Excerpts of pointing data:
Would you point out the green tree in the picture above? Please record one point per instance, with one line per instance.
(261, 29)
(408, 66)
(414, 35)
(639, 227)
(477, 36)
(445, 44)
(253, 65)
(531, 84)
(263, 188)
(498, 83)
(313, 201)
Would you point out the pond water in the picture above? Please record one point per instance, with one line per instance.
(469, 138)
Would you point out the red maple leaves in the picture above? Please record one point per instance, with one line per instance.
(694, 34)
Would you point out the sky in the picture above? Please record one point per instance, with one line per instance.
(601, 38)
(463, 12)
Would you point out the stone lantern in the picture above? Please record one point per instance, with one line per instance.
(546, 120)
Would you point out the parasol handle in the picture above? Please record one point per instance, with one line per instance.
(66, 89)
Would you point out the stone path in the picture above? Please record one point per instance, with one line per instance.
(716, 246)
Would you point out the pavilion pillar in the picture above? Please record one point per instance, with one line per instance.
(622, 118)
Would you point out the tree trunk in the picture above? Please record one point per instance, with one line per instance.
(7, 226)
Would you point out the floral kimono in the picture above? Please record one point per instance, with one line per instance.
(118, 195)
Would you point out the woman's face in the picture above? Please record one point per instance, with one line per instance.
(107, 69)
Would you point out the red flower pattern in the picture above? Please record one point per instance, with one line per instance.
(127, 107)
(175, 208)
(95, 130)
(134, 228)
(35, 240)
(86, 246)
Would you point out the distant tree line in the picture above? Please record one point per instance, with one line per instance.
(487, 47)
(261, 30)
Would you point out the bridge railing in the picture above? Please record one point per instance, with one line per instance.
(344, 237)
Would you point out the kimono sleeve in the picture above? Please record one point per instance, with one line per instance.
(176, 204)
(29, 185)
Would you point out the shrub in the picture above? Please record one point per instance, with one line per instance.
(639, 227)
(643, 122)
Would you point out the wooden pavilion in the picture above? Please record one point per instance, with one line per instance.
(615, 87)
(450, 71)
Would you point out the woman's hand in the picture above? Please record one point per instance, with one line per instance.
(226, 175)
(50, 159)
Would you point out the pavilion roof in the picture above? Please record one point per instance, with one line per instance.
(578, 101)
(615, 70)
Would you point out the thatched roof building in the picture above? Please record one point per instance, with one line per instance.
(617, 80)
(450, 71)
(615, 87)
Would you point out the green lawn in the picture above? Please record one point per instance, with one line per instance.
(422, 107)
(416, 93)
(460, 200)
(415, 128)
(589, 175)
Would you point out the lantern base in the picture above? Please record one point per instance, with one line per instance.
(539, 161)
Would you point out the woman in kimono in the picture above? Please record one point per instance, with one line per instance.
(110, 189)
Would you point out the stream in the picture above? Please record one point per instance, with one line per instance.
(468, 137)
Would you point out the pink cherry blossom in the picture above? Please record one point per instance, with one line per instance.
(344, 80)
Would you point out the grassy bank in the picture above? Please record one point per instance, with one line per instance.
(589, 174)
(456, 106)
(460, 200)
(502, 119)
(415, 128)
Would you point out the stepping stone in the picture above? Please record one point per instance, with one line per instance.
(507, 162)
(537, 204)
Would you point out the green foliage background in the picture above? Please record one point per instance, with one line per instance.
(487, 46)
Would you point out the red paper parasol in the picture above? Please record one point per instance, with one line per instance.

**Objective**
Rewrite all the items above, swapping "Would you point out" for "Can you mark" wherever it occurs and keeping every other word the same.

**Completed task**
Can you mark the green tree in the picture above? Please record one point per instance, with one line per instance.
(261, 29)
(408, 66)
(414, 35)
(639, 227)
(477, 36)
(445, 44)
(253, 65)
(531, 84)
(263, 188)
(498, 83)
(313, 201)
Can you mark the pond water in the picture above? Please record one point per instance, with one line per instance.
(469, 138)
Can you mark the red maple leaves in the picture above? Please record one point per instance, with one line per instance.
(694, 34)
Can you mark the sky in the picture above? Please record one point per instance, with one line per instance.
(601, 38)
(463, 12)
Can you mark the stone lantern in the picture above? Please record one point per instance, with one line per instance.
(546, 120)
Can you mark the parasol handle in the picture above? Please record one point per instance, with one line per instance.
(66, 89)
Can you mark the stone path in the picture above? Please record one point per instance, with one line per instance.
(716, 246)
Can you mark the pavilion pillar in the picture above? Please record one point per instance, with one line per instance.
(622, 118)
Can you mark the tree trunk in the picture above? Please record one point per instance, with one line per instance.
(7, 226)
Can you mark the floral kimono in the picture above? Please record one point per instance, with one line per instance.
(118, 195)
Can you mark the woman's face in the picture above? Please record one point per instance, with one line per instance.
(107, 69)
Can you mark the red flower pattern in the picture above? Please record one point per instance, with one line per instance.
(127, 107)
(175, 208)
(95, 130)
(134, 228)
(35, 240)
(86, 246)
Can you mark the distant tree line in the picture above? Please record one point per instance, with one line per instance.
(487, 47)
(261, 30)
Can you mark the bridge railing in the picture above? Please record one point per instance, with one line per instance.
(344, 237)
Can you mark the kimono sleeve in the picture above? Please record one point per instance, with one line per instance.
(176, 204)
(29, 185)
Can you mark the shrub in the picture above? Please record one point per instance, with one line per instance.
(639, 227)
(643, 122)
Can you mark the wooden pavilion in the picture above? Please record one point per instance, with one line per instance.
(615, 87)
(450, 71)
Can you mark the woman's hand in the picture above? Please record one point per instance, with one line per instance.
(226, 175)
(50, 159)
Can you mark the pavilion roof in the picture above? Please record one point per instance, with one line per instance.
(578, 101)
(615, 70)
Can you mark the thatched roof building in the picture above? Please record one point per instance, with one line per instance.
(617, 80)
(450, 71)
(615, 87)
Can you mark the green lawn in the picture above? Please record one point per instance, with one line per instance.
(422, 107)
(416, 93)
(460, 200)
(415, 128)
(589, 175)
Can you mark the lantern base in the picture above? Please record one point per instance, with one line per instance.
(539, 161)
Can you mark the woman in kimono in the picture above? Please record one point per instance, with one line per instance.
(110, 189)
Can you mark the stream in the picture above? Please record one point per instance, with one line per instance.
(468, 137)
Can you mark the pink cherry blossom in the picture above? Please record one point per instance, with one line per instance.
(344, 80)
Can you mark the grassy bank in the picture above? Please record one point per instance, with one line per instance.
(589, 174)
(456, 106)
(460, 200)
(502, 119)
(415, 128)
Can you mark the stepping stone in the picture above? Please record one point per instance, with one line per instance.
(507, 162)
(537, 204)
Can you mark the green foliage background in the picture above? Please record one point per instance, with one line per instance.
(487, 46)
Can you mark the red paper parasol in the picture above? Please record one point per instance, with one line per instance.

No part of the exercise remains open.